# EXTRAIT À LIRE:

TRIBUNAL D'INSTANCE DE SAINT-OMER RG N° 11-98-000258 JUGEMENT du 14/01/1999 USAGERS représentés par Me LETARTRE |
RÉPUBLIQUE FRANÇAISE
AU NOM DU PEUPLE FRANÇAIS |
COMPOSITION DU TRIBUNAL LORS DES DÉBATS :
- à l'audience publique du 15 octobre 1998 : Monsieur ZIEGLER, Juge ; assisté
de Monsieur AUBERT, Greffier ;
- lors du délibéré prononcé à l'audience publique
du 14 janvier 1999 : Monsieur ZIEGLER, Juge ; assisté de Madame MAUFFAIT, Greffier
;
LE TRIBUNAL
Par acte du 24 avril et 11 septembre 1998, 459 usagers ont assigné le Syndicat Intercommunal de la région de LANDRETHUN LES ARDRES SIARLA.
A l'appui de leurs demandes, ils exposent :
- que le syndicat intercommunal ci-dessus a étendu ses compétences
à l'assainissement individuel non collectif en plus des compétences
de distribution d'eau et ce par délibération du 23 décembre
1992, approuvée par arrêté préfectoral du 24 février
1994 ;
- qu'un recours auprès du Tribunal Administratif visant à l'annulation
de l'arrêté préfectoral fut rejeté, de sorte que la
délibération du 23 décembre 1992 est restée en vigueur
;
- que les requérants ont reçu des factures au titre de redevances
d'assainissement en application de la délibération du 23 décembre
1992, laquelle est illégale à trois titres :
1° l'intervention du syndicat intercommunal visant à réaliser
lui-même les travaux nécessaires à l'assainissement individuel
n'est pas justifiée par un intérêt public local et porte
atteinte à la liberté du commerce et de l'industrie ;
2° les textes, et en particulier les articles L 33 et L 35 du Code de la
Santé Publique ne permettent pas aux collectivités d'intervenir
sur les systèmes d'assainissement non collectif et de se substituer aux
propriétaires privés en pénétrant sur les propriétés
privées ;
3° la justification d'une redevance d'assainissement implique un service
rendu, alors qu'en l'espèce, il n'y a pas de prestation ;
Les demandeurs concluent au dégrèvement des redevances réclamées, au remboursement des sommes versées et en dernier lieu à l'illégalité de la délibération du 23 décembre 1992 ;
A l'audience, les parties sont valablement représentées.
Les demandeurs confirment leurs demandes exposées dans l'assignation.

# TRAVAIL DEMANDÉ:
**a.** Répondez à ces questions sur le jugement :
(i) Quel juge siégeait à l'audience publique du 15 octobre 1998 ?
(ii) Combien d'usagers ont assigné le syndicat intercommunal ?
(iii) Par quel acte et à quelle date la délibération du 23 décembre 1992 a-t-elle été approuvée ?
**b.** Reproduisez tel quel le passage des enregistrements qui commence à la ligne contenant « Locate the navy » et se termine à la fin des enregistrements, ces deux limites comprises.

# DONNÉES EXTRAITES:
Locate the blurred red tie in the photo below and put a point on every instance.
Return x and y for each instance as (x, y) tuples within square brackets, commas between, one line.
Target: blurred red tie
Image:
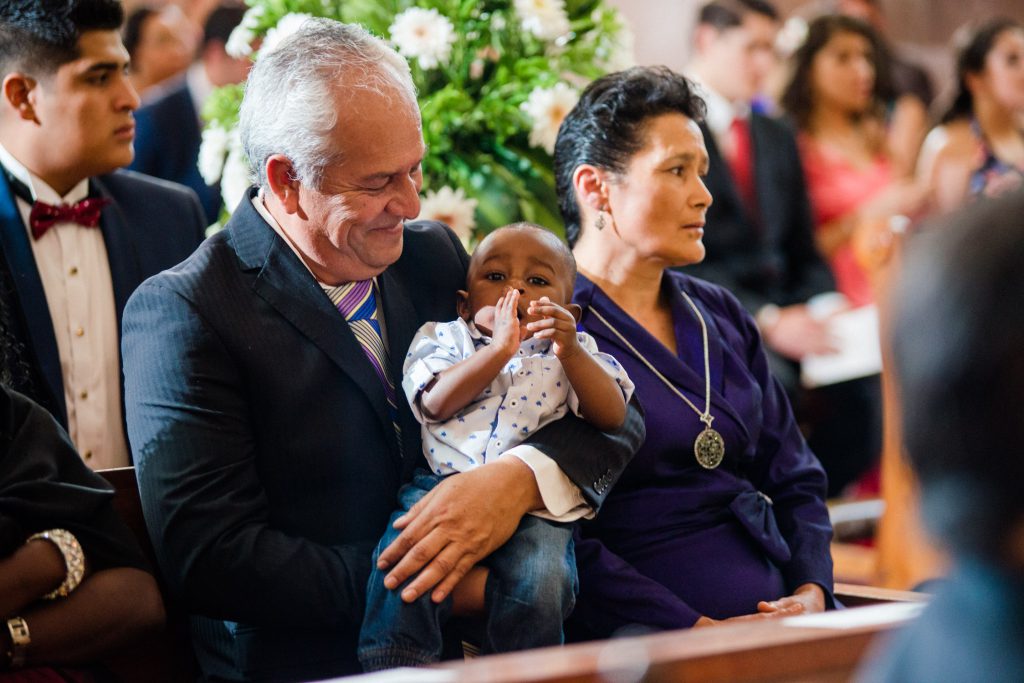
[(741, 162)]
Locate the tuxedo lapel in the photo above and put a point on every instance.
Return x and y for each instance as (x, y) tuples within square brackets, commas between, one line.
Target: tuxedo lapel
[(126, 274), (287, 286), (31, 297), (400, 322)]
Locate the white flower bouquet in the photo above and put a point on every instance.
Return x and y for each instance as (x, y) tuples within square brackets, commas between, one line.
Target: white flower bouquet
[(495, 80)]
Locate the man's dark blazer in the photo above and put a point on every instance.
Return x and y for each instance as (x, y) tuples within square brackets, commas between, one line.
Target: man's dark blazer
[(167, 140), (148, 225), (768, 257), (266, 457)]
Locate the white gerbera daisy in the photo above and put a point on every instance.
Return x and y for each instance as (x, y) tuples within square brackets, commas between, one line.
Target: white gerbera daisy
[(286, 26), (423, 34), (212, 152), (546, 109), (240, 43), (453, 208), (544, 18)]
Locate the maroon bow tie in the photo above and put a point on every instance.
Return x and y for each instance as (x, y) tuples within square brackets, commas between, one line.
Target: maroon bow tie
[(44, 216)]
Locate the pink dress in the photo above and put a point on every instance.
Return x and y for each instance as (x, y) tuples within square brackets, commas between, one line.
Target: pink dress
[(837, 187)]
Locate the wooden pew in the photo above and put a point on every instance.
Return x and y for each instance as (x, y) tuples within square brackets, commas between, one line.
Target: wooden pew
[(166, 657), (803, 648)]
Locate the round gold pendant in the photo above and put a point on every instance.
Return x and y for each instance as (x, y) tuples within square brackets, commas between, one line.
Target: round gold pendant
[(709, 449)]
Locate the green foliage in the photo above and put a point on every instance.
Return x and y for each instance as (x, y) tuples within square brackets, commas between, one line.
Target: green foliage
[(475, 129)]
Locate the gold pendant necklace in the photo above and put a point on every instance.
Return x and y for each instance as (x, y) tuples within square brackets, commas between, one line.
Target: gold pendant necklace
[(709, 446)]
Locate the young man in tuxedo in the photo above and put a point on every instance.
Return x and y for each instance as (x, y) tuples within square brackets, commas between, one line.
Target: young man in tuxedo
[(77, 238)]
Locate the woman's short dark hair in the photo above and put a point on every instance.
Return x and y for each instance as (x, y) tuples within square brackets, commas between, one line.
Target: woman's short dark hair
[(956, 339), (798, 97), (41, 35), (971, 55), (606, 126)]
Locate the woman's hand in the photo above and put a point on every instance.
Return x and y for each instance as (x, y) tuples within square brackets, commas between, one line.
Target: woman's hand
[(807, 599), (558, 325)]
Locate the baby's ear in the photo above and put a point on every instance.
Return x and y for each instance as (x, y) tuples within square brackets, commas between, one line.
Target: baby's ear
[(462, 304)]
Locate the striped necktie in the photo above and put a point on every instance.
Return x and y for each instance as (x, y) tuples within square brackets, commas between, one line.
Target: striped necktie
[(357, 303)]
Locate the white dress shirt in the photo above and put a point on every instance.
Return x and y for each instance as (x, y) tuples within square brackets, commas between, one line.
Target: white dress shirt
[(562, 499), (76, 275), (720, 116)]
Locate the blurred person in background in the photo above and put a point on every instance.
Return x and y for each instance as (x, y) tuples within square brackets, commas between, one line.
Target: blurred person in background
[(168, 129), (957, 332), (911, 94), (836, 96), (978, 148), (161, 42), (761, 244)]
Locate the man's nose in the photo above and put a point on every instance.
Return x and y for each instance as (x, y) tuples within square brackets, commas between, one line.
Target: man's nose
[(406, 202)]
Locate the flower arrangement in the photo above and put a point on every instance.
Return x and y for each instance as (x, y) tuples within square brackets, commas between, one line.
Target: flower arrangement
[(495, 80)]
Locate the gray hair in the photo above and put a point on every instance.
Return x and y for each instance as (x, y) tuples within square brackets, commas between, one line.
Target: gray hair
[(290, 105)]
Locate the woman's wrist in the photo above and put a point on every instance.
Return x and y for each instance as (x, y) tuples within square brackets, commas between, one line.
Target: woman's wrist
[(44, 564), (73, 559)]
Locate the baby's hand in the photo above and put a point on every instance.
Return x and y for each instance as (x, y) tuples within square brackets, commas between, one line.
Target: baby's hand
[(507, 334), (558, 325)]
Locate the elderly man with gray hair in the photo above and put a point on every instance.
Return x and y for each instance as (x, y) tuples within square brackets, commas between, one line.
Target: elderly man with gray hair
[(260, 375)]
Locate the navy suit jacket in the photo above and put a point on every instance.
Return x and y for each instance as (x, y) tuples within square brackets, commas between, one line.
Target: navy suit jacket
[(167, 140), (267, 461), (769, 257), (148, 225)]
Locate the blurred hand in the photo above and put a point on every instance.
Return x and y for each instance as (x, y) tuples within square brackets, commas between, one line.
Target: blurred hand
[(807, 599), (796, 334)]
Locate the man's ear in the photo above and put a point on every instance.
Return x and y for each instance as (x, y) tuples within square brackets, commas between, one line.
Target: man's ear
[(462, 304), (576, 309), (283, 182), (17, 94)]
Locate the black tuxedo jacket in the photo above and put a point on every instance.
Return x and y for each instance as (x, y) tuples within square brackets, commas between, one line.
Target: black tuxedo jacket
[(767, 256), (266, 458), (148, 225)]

# CORRIGÉ:
**a.**
(i) Monsieur ZIEGLER
(ii) 459 usagers
(iii) Par un arrêté préfectoral du 24 février 1994

**b.**
Locate the navy suit jacket in the photo above and put a point on every instance.
Return x and y for each instance as (x, y) tuples within square brackets, commas between, one line.
Target: navy suit jacket
[(167, 140), (267, 461), (769, 257), (148, 225)]
Locate the blurred hand in the photo above and put a point on every instance.
Return x and y for each instance as (x, y) tuples within square brackets, commas between, one line.
Target: blurred hand
[(807, 599), (796, 334)]
Locate the man's ear in the photo above and put a point on every instance.
Return x and y for each instance as (x, y) tuples within square brackets, commas between, one line.
Target: man's ear
[(462, 304), (576, 309), (283, 182), (17, 94)]
Locate the black tuxedo jacket in the photo above and put a point on every instance.
Return x and y for each instance as (x, y) tuples within square brackets, commas between, one line.
Target: black tuxedo jacket
[(767, 256), (266, 458), (148, 225)]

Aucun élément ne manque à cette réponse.